Reproduce all of the entries below line for line, changing nothing.

[Raw entries]
★ ★ ★ ★ ★
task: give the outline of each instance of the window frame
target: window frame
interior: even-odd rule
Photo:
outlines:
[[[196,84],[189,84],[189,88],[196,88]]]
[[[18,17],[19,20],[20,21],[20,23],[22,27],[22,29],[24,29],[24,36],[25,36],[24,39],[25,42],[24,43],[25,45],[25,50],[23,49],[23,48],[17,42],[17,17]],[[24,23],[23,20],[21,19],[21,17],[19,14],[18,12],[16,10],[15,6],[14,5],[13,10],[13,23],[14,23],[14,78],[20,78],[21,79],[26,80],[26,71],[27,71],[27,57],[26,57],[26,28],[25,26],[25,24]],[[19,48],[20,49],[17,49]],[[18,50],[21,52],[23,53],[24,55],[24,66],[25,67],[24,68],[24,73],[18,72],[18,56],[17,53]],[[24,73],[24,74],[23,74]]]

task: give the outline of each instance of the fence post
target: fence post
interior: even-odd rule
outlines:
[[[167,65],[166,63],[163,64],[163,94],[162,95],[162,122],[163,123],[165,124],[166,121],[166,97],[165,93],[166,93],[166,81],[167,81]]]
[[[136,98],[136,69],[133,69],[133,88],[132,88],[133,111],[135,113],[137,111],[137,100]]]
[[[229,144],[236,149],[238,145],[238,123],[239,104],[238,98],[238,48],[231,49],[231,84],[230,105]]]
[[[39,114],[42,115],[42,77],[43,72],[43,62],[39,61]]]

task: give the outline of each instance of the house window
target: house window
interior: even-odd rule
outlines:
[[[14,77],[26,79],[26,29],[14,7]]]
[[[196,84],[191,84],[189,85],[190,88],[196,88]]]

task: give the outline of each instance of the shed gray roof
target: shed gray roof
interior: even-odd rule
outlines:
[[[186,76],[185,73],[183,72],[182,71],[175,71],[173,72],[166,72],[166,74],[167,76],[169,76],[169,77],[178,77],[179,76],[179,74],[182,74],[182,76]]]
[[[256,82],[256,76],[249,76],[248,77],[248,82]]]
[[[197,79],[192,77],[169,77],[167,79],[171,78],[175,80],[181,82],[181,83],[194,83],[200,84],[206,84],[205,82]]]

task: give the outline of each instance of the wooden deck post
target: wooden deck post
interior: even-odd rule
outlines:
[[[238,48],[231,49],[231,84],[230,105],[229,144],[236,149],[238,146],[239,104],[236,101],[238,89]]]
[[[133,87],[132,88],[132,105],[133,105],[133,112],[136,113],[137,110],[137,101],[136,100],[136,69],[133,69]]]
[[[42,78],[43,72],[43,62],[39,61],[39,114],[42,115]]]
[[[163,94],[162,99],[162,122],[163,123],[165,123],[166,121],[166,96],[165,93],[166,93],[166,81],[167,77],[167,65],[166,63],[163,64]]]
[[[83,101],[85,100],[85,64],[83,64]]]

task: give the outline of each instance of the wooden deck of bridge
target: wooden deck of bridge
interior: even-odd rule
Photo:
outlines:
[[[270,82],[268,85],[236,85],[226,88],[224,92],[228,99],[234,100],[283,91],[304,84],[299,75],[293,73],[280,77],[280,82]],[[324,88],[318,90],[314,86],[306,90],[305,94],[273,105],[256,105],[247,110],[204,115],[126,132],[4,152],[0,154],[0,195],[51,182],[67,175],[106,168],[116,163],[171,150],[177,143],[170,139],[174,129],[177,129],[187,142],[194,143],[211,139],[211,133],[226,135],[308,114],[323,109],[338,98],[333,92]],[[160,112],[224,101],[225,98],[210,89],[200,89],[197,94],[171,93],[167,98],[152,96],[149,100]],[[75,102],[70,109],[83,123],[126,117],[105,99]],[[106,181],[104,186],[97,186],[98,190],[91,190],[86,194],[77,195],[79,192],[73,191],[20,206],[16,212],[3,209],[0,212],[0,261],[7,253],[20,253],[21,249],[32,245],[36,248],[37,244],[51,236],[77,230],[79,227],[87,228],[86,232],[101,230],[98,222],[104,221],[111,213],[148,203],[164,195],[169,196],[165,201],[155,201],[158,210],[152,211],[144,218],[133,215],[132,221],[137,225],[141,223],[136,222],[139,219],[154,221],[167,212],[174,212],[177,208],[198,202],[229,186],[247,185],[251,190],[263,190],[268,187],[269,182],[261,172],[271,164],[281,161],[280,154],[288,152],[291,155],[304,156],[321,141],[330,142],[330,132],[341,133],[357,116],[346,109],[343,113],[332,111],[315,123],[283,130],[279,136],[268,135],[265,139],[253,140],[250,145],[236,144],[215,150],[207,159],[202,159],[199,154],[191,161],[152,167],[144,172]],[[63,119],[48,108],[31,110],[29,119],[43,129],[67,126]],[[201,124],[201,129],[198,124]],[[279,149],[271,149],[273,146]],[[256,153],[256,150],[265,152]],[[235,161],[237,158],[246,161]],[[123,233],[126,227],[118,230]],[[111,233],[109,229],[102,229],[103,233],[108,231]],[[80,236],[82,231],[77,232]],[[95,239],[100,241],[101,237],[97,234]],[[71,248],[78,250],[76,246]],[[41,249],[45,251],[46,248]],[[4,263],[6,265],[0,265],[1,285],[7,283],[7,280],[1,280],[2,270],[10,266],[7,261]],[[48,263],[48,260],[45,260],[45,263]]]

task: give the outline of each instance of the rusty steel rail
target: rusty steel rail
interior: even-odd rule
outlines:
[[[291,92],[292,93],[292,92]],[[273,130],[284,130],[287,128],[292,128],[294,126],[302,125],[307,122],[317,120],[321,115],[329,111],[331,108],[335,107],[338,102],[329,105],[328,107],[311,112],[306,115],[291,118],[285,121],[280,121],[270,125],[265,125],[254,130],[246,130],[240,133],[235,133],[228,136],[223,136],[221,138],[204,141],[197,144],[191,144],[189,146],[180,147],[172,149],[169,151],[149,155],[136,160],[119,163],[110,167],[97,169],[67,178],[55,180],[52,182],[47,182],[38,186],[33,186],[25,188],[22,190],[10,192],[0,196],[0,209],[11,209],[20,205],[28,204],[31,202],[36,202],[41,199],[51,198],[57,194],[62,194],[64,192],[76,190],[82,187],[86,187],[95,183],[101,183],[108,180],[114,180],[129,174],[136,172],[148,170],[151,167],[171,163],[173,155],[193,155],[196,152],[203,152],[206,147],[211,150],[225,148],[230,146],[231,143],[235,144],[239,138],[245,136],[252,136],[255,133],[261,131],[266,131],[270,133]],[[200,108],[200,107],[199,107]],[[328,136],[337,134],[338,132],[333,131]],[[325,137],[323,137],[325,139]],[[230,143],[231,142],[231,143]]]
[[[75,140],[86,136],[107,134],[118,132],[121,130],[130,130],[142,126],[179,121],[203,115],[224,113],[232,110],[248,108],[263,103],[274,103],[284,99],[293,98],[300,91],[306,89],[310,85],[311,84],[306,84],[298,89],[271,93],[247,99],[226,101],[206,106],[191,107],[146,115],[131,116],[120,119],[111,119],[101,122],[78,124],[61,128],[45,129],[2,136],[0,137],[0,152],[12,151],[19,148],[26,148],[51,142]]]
★ ★ ★ ★ ★
| SOLUTION FOR THIS EXERCISE |
task: give the outline of each instance of the window frame
target: window frame
interior: even-odd rule
Photo:
outlines:
[[[196,84],[189,84],[189,88],[196,88]]]
[[[18,17],[19,20],[20,21],[20,23],[22,27],[22,29],[24,29],[24,36],[25,36],[24,39],[25,42],[24,43],[25,45],[25,50],[23,49],[23,48],[17,42],[17,17]],[[24,23],[23,20],[21,19],[21,17],[19,14],[18,12],[16,10],[15,6],[14,5],[13,10],[13,23],[14,23],[14,78],[20,78],[21,79],[26,80],[26,71],[27,71],[27,57],[26,57],[26,28],[25,26],[25,24]],[[19,48],[20,49],[17,49]],[[18,50],[21,52],[23,53],[24,55],[24,66],[25,67],[24,68],[24,73],[18,72],[18,56],[17,53]],[[24,73],[24,74],[23,74]]]

task: give the outline of each instance of the fence post
target: fence post
interior: even-odd rule
outlines:
[[[167,65],[166,63],[163,64],[163,94],[162,95],[162,122],[163,123],[165,124],[166,121],[166,97],[165,93],[166,93],[166,81],[167,81]]]
[[[136,98],[136,69],[133,69],[133,88],[132,88],[133,111],[135,113],[137,111],[137,100]]]
[[[229,144],[236,149],[238,145],[238,123],[239,104],[238,98],[238,48],[231,49],[231,84],[230,105]]]
[[[39,114],[42,115],[42,77],[43,72],[43,62],[39,61]]]

task: give the outline of each instance of the house window
target: house window
interior: even-odd rule
outlines:
[[[14,77],[26,79],[26,29],[14,7]]]
[[[196,84],[191,84],[189,85],[190,88],[196,88]]]

task: give the outline of each instance of the shed gray roof
target: shed gray roof
interior: even-odd rule
outlines:
[[[186,76],[185,73],[183,72],[182,71],[175,71],[173,72],[166,72],[166,74],[167,76],[169,76],[169,77],[178,77],[179,76],[179,74],[182,74],[182,76]]]
[[[256,82],[256,76],[249,76],[248,77],[248,82]]]
[[[197,79],[192,77],[169,77],[167,79],[171,78],[175,80],[181,82],[181,83],[194,83],[200,84],[206,84],[205,82]]]

task: give the outline of each instance of the wooden deck post
target: wooden deck post
interior: even-odd rule
outlines:
[[[238,48],[231,49],[231,84],[230,105],[229,144],[236,149],[238,146],[239,104],[236,101],[238,89]]]
[[[133,87],[132,88],[132,105],[133,105],[133,112],[136,113],[137,110],[137,101],[136,100],[136,69],[133,69]]]
[[[42,78],[43,72],[43,62],[39,61],[39,114],[42,115]]]
[[[163,94],[162,99],[162,122],[163,123],[165,123],[166,121],[166,96],[165,93],[166,93],[166,81],[167,77],[167,65],[166,63],[163,64]]]
[[[83,101],[85,100],[85,64],[83,64]]]

task: give the outline of each instance of the wooden deck of bridge
target: wooden deck of bridge
interior: even-odd rule
Photo:
outlines:
[[[270,82],[268,85],[236,85],[226,88],[224,92],[228,99],[234,100],[283,91],[304,84],[299,75],[293,73],[280,77],[280,82]],[[324,88],[318,90],[314,86],[306,90],[305,94],[273,105],[256,105],[247,110],[204,115],[126,132],[4,152],[0,154],[0,195],[51,182],[67,175],[106,168],[116,163],[171,150],[177,143],[170,139],[174,129],[177,129],[187,142],[194,143],[211,139],[211,133],[226,135],[308,114],[323,109],[338,98],[333,92]],[[160,112],[224,101],[225,98],[210,89],[200,89],[197,94],[171,93],[167,98],[152,96],[149,100]],[[75,102],[70,109],[83,123],[126,117],[105,99]],[[106,181],[104,186],[97,186],[98,190],[91,190],[86,194],[77,195],[79,192],[73,191],[20,206],[16,212],[3,209],[0,212],[0,261],[7,253],[20,253],[21,249],[32,245],[36,248],[37,244],[51,236],[77,230],[79,227],[87,228],[86,232],[101,230],[98,222],[104,221],[111,213],[148,203],[164,195],[169,196],[165,201],[155,201],[158,210],[152,211],[144,218],[133,215],[132,221],[137,225],[141,223],[136,222],[139,219],[154,221],[167,212],[174,212],[177,208],[198,202],[229,186],[247,185],[251,190],[263,190],[268,187],[269,182],[261,172],[271,164],[281,161],[280,154],[288,152],[291,155],[304,156],[321,141],[330,142],[330,132],[341,133],[357,116],[346,109],[343,113],[332,111],[315,123],[283,130],[279,136],[268,135],[265,139],[253,140],[250,145],[236,144],[215,150],[207,159],[202,159],[199,154],[191,161],[152,167],[144,172]],[[63,119],[48,108],[31,110],[29,119],[43,129],[67,126]],[[201,124],[201,129],[198,124]],[[279,149],[271,149],[273,146]],[[256,153],[256,150],[265,152]],[[235,161],[237,158],[246,161]],[[123,233],[126,227],[118,230]],[[111,233],[109,229],[102,229],[103,233],[108,231]],[[80,236],[82,231],[77,232]],[[95,239],[100,241],[101,237],[97,234]],[[71,248],[78,250],[76,246]],[[41,249],[45,251],[46,248]],[[4,263],[6,265],[0,265],[1,285],[7,283],[7,280],[1,280],[2,270],[10,266],[7,261]],[[48,263],[48,260],[45,260],[45,263]]]

task: give the outline of each instance of the rusty steel rail
target: rusty steel rail
interior: even-odd rule
outlines:
[[[291,92],[292,93],[292,92]],[[273,130],[284,130],[287,128],[292,128],[294,126],[302,125],[307,122],[317,120],[321,115],[329,111],[331,108],[335,107],[338,102],[329,105],[328,107],[311,112],[306,115],[291,118],[285,121],[280,121],[270,125],[265,125],[254,130],[246,130],[240,133],[235,133],[228,136],[223,136],[221,138],[204,141],[197,144],[191,144],[189,146],[180,147],[172,149],[169,151],[149,155],[136,160],[119,163],[110,167],[97,169],[67,178],[55,180],[52,182],[47,182],[38,186],[33,186],[25,188],[22,190],[10,192],[0,196],[0,209],[11,209],[20,205],[28,204],[31,202],[36,202],[41,199],[51,198],[57,194],[62,194],[64,192],[76,190],[82,187],[86,187],[95,183],[101,183],[108,180],[114,180],[129,174],[136,172],[148,170],[151,167],[171,163],[173,155],[193,155],[196,152],[203,152],[206,147],[211,150],[225,148],[230,146],[231,143],[235,144],[239,138],[245,136],[252,136],[255,133],[261,131],[266,131],[270,133]],[[200,108],[200,107],[199,107]],[[328,136],[337,134],[338,132],[333,131]],[[325,137],[323,137],[325,139]],[[230,143],[231,142],[231,143]]]
[[[75,140],[86,136],[107,134],[118,132],[121,130],[130,130],[142,126],[179,121],[203,115],[224,113],[232,110],[248,108],[263,103],[274,103],[284,99],[293,98],[300,91],[306,89],[310,85],[311,84],[306,84],[298,89],[271,93],[247,99],[226,101],[206,106],[191,107],[146,115],[131,116],[120,119],[111,119],[101,122],[78,124],[61,128],[45,129],[2,136],[0,137],[0,152],[12,151],[19,148],[26,148],[51,142]]]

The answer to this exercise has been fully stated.